── Excerpted text

A statistical breakthrough

Creating a smooth curve to fit a sample of so-called 'noisy' observations which have complex causes is a longstanding statistical problem, known as regression. The Cass academics developed a method called Geometrically Designed Splines (GeDS), which improves on previous attempts to solve the problem and gives an accurate way to measure mortality rates and life-expectancy at any age.

The technique was unveiled at a 2008 conference of the actuarial profession and the Government Actuary's Department, the non-ministerial department which provides actuarial analyses to governments and organisations in the UK public sector, and so impressed the government's actuaries that it adopted GeDS as the smoothing methodology in the most recent edition of the English Life Tables (known as ELT 16), which show the mortality rates and life-expectancy of UK citizens and are widely used by actuaries and insurers.

Because it uses GeDS, ELT 16 gives the most accurate data yet on life expectancy in the UK. When it is combined with fertility data and migration data it can help produce more accurate population estimates and projections. ELT 16 was downloaded up to 500 times per month between November 2012 to June 2013. Following the success of the GeDS method in England, the same methodology was used to produce life tables in Scotland, Northern Ireland and Canada. Ireland's Central Statistics Office is introducing a model similar to GeDS.

────

▶ **Short task 1**: Copy out the rows from the one containing "Objective — for the car door" through the last row, both included, shifting every coordinate by adding 146 to each of its numbers. Leave all other wording in those rows unchanged and include no other rows.
The passage on GeDS has no connection to the rows that follow it.

── Data lines

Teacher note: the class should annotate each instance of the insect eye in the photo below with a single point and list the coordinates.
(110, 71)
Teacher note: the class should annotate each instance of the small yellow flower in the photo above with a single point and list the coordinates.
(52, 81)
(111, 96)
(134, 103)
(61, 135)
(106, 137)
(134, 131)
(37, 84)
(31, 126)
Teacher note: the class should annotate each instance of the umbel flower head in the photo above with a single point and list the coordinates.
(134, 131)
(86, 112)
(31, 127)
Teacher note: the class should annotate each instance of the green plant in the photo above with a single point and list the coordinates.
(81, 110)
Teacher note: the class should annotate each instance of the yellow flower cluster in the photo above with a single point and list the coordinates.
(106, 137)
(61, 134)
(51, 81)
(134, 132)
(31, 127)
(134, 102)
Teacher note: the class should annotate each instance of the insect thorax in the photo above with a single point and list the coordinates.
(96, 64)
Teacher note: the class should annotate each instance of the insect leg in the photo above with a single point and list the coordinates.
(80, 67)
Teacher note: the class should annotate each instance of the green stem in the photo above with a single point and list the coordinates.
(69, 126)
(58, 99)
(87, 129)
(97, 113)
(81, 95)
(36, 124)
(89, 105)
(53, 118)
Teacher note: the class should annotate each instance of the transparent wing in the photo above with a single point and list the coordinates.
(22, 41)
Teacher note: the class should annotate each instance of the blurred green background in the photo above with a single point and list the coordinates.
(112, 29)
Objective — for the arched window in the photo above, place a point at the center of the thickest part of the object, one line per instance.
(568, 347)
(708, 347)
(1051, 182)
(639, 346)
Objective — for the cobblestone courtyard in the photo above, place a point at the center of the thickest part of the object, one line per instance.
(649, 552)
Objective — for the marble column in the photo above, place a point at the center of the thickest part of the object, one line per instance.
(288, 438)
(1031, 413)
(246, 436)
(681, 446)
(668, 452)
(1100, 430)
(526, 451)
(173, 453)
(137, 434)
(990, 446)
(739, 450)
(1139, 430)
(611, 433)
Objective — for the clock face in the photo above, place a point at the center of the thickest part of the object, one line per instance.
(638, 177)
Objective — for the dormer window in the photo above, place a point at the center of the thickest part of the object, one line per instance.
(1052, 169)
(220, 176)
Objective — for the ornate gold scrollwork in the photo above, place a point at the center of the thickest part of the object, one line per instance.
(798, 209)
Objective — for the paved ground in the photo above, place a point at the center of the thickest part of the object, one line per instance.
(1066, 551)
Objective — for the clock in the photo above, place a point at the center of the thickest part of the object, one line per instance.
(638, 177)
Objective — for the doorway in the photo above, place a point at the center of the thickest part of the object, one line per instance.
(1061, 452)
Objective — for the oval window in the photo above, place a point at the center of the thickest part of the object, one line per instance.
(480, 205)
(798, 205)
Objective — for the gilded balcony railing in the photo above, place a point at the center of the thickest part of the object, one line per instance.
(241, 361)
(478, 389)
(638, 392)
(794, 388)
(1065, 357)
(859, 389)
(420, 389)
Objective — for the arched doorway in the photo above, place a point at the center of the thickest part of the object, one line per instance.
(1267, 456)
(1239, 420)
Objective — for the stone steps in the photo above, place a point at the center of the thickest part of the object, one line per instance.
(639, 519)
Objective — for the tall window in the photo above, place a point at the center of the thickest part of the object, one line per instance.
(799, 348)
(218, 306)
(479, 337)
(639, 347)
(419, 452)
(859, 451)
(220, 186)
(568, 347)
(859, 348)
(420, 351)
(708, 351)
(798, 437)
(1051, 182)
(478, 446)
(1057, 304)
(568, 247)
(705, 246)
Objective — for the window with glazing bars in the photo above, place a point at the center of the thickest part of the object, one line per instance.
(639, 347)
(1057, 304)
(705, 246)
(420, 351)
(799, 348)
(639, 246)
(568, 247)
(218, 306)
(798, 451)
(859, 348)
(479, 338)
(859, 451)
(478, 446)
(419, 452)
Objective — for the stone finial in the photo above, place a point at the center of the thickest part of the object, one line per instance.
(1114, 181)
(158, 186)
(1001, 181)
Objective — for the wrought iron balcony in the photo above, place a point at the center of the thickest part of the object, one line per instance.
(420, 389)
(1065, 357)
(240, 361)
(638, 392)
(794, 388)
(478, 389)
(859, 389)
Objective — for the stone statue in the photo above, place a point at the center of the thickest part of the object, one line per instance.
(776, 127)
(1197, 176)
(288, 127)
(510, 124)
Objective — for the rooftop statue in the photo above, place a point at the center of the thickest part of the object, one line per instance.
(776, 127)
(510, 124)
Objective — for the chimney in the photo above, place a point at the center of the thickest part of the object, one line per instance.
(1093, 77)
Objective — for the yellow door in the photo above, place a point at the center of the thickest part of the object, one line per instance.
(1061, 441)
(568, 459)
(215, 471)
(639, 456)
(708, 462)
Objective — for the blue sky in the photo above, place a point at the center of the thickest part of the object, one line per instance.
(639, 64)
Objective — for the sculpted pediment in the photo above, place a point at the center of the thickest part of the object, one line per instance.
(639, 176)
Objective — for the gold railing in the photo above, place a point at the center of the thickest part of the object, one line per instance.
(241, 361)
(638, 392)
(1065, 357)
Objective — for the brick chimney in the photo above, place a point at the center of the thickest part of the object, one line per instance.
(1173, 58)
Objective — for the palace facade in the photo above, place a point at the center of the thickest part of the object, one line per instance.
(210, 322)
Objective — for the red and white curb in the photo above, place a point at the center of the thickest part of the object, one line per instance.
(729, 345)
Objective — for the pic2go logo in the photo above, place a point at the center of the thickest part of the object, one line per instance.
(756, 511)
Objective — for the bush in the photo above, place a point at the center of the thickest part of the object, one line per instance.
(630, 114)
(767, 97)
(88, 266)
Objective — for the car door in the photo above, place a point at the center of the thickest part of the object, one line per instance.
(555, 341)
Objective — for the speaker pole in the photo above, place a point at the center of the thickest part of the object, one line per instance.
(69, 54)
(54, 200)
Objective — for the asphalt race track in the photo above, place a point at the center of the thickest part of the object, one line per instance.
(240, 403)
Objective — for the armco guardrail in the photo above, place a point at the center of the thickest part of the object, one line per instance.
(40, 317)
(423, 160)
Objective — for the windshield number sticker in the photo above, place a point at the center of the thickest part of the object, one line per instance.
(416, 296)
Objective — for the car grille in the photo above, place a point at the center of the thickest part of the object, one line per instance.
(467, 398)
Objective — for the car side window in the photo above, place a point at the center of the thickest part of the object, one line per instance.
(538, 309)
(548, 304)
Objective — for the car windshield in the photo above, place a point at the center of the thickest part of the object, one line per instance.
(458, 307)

────

▶ **Short task 2**: According to the passage on GeDS, how often was ELT 16 downloaded between November 2012 and June 2013?

▶ **Full response 1**:
Objective — for the car door in the photo above, place a point at the center of the thickest part of the object, one line per instance.
(701, 487)
Objective — for the speaker pole in the photo above, place a point at the center of the thickest part of the object, one line per instance.
(215, 200)
(200, 346)
Objective — for the asphalt race track in the photo above, place a point at the center of the thickest part of the object, one line per instance.
(386, 549)
Objective — for the armco guardrail in the photo above, place a point at the center of the thickest part of the object, one line per instance.
(186, 463)
(569, 306)
Objective — for the windshield number sticker in the photo above, place a point at the center of the thickest part of the object, one line per instance.
(562, 442)
Objective — for the car grille in the photo above, place a point at the center of the thickest part of the object, one line per instance.
(613, 544)
Objective — for the car side window in the photo above, place a point at the center of the thickest part of the object, one line per instance.
(684, 455)
(694, 450)
Objective — for the car windshield in the photo above, place a point at the center of the thickest part of the object, one line per instance.
(604, 453)

▶ **Full response 2**: Up to 500 times per month.